● **Exercise goal**
Would you restate, exactly as they appear, the lines from the one containing "Labeling batch C. For the image above, tag the person" through the end of the data below?

Stored items from a collection
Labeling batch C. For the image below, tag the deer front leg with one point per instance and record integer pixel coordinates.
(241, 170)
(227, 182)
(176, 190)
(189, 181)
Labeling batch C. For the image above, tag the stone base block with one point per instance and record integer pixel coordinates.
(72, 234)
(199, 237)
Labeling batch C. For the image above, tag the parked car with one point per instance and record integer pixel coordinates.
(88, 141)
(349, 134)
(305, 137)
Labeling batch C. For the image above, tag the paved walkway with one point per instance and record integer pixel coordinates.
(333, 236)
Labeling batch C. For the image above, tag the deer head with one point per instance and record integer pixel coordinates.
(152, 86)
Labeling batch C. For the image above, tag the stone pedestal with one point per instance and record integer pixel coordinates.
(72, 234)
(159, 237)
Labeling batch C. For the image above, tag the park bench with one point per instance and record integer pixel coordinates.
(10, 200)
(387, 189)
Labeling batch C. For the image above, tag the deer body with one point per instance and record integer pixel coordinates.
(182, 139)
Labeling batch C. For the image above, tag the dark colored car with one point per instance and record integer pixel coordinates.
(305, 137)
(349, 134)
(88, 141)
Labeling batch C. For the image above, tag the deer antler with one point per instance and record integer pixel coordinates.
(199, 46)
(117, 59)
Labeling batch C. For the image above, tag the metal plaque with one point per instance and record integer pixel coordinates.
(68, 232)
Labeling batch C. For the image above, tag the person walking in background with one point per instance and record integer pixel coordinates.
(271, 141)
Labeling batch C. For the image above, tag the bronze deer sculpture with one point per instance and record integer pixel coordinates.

● **Exercise solution**
Labeling batch C. For the image above, tag the person walking in background with one point per instance and record integer pixel coordinates.
(271, 141)
Labeling batch C. For the image above, tag the bronze deer sculpture with one point per instance and record integer pixel coordinates.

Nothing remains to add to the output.